- Selected text -
BEGIN

Johor's economic history can be traced back to the early 16th century when it was part of the Malacca Sultanate. Following the fall of Malacca to the Portuguese in 1511, the Sultanate of Johor was established by Sultan Alauddin Riayat Shah II in 1528. During this period, Johor became a significant trading hub due to its strategic location along the Straits of Malacca, facilitating trade between the East and the West.

In 1914, Johor became a de facto British protectorate. Thereafter, large-scale agricultural activities were gradually introduced, particularly the cultivation of pepper and gambier, which were highly sought after commodities. Refugee labour from China played a crucial role in developing these plantations. The extension of the railway from the tin and rubber belt of the Malay Peninsula to Singapore in 1919 further integrated Johor into the regional economy. This greatly facilitated the export of agricultural products, particularly rubber, which became a major economic driver in the early 20th century.

END

- Information shown -
BEGIN

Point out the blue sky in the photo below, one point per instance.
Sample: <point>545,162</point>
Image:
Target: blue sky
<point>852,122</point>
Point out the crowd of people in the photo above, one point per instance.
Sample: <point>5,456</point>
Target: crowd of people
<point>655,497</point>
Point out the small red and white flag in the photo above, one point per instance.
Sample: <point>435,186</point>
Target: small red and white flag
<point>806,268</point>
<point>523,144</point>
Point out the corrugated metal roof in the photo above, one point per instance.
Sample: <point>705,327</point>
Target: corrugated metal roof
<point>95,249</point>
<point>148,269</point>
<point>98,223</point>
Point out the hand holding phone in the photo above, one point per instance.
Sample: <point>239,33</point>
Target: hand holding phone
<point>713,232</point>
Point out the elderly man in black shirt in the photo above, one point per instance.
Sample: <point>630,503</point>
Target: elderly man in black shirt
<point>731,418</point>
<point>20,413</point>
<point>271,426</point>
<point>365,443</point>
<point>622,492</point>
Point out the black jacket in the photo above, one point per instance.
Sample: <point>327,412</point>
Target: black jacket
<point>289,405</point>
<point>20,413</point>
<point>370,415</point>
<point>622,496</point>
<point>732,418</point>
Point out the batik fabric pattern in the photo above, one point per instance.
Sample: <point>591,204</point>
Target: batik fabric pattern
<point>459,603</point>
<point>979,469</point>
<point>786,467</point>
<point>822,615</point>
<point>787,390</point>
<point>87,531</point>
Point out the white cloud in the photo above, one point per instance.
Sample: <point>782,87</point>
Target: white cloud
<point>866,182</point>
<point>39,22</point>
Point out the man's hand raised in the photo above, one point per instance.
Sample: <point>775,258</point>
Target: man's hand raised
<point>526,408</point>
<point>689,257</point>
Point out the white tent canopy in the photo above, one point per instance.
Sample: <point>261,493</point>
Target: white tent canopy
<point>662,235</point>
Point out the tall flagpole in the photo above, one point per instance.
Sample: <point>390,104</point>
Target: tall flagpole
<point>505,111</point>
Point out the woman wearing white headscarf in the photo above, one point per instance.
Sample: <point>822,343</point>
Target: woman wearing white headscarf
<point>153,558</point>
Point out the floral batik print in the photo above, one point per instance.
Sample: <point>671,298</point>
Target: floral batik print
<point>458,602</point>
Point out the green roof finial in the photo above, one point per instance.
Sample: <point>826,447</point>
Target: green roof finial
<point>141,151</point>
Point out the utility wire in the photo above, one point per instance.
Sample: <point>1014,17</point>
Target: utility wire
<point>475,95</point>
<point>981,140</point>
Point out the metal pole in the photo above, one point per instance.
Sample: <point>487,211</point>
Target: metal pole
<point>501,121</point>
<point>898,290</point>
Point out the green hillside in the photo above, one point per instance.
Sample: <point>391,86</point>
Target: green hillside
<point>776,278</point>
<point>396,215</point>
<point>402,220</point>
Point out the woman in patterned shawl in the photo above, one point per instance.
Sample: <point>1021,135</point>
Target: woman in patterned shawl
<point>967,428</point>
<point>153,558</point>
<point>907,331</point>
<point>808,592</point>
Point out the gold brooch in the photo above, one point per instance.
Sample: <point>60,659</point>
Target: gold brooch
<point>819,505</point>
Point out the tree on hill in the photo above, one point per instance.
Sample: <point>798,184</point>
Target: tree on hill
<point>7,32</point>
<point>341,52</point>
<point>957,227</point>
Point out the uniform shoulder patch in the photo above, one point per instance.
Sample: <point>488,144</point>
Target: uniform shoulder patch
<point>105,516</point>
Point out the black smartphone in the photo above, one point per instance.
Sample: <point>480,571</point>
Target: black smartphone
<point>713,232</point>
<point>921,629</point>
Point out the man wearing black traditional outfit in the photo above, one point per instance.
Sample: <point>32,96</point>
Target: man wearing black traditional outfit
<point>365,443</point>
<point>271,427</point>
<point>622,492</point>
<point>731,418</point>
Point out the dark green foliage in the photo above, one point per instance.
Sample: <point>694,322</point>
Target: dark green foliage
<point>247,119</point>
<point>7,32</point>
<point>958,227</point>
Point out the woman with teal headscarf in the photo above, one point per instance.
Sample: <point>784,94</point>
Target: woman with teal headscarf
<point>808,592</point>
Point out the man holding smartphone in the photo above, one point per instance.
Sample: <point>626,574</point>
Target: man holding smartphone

END

- Problem statement -
Go on with the passage on Johor's economic history, starting right after its last sentence about rubber in the early 20th century.

- Answer to the exercise -
Following Malaysia's independence in 1957, Johor continued to diversify its economy. The state capital, Johor Bahru, emerged as a regional industrial and commercial center. The state's median income was RM5,652 in 2024, making it the state with the second highest median household income after Selangor. In 2024, Johor had the fastest GDP growth rate among all Malaysian states at 6.4 percent.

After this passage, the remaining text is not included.